__EXERCISE INSTRUCTIONS__. From the records below, extract each line containing the string "brown", and copy every such line in full.

__EXCERPTED RECORDS__.
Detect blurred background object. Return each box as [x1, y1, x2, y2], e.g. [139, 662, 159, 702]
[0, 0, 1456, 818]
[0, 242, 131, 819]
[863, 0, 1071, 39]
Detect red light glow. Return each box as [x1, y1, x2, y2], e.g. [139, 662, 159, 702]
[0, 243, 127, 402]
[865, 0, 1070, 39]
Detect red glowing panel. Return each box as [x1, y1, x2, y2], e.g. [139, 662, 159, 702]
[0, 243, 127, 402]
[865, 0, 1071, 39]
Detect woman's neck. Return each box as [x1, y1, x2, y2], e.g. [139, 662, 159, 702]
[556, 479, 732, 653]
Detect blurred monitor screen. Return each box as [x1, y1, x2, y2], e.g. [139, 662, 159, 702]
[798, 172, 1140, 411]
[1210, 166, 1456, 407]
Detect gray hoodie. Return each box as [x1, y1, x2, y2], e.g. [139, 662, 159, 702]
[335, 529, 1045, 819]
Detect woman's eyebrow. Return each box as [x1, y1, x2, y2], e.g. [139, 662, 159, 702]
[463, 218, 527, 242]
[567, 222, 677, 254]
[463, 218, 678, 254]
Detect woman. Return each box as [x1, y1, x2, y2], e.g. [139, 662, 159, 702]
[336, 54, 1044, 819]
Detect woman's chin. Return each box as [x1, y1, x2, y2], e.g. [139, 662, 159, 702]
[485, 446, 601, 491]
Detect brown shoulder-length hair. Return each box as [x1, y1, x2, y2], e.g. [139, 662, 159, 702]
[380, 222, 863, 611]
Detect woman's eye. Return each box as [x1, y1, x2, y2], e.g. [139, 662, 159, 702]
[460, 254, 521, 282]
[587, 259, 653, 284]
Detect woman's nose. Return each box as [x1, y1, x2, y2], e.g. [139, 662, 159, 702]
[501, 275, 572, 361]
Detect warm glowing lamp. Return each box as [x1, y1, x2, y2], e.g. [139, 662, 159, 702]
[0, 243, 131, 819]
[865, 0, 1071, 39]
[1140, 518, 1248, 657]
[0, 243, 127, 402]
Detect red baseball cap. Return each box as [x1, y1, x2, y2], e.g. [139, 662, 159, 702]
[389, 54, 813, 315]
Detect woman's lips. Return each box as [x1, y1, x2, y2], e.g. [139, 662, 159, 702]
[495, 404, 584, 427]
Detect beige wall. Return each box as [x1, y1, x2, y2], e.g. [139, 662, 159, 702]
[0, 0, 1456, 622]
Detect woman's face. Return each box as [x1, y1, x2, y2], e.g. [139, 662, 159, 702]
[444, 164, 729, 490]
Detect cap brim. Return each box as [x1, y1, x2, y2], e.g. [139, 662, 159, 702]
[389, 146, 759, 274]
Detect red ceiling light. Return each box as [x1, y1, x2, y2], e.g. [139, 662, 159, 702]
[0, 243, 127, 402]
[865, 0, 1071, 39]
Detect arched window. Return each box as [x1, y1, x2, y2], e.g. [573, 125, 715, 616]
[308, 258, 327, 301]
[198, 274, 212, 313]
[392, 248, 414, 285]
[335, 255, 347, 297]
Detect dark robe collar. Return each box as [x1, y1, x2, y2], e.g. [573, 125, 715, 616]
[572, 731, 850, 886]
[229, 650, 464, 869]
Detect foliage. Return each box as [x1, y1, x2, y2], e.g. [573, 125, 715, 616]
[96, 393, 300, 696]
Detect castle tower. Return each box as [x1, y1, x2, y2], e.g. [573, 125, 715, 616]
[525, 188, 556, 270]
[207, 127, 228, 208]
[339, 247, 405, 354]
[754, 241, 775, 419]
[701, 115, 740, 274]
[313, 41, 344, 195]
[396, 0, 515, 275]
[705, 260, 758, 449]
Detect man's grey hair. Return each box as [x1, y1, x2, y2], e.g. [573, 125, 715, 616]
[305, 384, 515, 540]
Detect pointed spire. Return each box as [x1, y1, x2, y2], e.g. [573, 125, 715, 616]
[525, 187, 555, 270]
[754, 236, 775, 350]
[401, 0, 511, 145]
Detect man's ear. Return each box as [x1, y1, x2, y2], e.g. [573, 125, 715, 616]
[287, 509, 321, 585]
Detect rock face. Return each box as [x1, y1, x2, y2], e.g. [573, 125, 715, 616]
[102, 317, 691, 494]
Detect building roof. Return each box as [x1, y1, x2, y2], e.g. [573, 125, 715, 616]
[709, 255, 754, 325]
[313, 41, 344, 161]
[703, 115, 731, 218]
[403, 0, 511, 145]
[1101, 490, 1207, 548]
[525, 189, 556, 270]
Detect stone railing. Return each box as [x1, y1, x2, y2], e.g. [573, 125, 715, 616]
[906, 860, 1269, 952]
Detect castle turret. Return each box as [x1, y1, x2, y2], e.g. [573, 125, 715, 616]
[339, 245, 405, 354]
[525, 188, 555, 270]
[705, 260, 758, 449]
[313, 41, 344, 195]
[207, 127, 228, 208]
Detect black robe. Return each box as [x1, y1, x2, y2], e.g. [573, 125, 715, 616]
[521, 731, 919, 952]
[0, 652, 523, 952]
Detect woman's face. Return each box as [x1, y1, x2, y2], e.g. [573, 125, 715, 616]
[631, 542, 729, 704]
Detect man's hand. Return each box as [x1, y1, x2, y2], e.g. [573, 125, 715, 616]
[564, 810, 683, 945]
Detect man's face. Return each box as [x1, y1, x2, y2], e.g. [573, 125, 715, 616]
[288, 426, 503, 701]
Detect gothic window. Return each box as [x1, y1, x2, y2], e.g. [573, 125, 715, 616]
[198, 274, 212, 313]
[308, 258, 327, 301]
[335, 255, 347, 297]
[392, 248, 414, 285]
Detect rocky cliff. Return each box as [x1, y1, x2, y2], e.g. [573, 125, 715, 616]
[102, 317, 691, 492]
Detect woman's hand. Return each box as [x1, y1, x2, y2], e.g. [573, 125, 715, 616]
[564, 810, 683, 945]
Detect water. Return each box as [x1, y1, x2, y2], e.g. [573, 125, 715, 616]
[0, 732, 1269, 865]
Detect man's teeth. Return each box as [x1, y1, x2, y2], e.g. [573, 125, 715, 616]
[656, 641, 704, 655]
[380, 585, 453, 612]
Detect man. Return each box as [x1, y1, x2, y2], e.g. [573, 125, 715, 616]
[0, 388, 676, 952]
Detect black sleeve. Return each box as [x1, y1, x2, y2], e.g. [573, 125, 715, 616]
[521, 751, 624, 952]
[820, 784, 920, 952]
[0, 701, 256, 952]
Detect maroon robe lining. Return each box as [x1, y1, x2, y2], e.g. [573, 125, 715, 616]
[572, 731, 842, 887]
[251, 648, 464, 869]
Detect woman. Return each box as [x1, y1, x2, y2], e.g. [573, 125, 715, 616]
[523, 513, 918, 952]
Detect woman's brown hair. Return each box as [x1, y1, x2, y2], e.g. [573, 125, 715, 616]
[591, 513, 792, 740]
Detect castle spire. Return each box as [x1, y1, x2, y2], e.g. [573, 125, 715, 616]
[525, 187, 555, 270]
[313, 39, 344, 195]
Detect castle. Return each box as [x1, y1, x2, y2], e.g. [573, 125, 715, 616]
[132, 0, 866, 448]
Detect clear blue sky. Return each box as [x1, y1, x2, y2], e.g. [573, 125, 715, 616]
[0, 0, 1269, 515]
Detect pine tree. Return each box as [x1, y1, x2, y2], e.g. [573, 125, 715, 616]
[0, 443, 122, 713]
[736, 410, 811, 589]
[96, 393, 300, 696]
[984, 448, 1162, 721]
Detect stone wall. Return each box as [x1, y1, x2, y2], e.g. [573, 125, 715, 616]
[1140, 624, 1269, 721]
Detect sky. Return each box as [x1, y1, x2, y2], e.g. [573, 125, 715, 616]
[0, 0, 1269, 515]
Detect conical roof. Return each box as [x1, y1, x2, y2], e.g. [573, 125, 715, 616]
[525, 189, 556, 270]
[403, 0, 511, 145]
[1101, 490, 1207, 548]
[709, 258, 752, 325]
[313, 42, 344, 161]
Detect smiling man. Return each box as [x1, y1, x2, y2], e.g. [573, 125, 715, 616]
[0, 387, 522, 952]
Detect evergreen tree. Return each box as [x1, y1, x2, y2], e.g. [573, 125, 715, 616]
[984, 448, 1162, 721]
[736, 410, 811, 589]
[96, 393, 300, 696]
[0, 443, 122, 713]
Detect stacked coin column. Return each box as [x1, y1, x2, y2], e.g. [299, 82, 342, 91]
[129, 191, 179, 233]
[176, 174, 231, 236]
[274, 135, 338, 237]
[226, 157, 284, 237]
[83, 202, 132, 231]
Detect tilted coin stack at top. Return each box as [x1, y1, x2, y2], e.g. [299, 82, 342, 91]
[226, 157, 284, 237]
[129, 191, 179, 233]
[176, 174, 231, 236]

__RESULT FOR THIS EXERCISE__.
Detect brown shoulder-length hair. Return each box as [x1, y1, x2, y2], e.g. [139, 662, 159, 702]
Detect woman's brown hair. Return each box as [x1, y1, x2, y2], e.g. [573, 125, 715, 616]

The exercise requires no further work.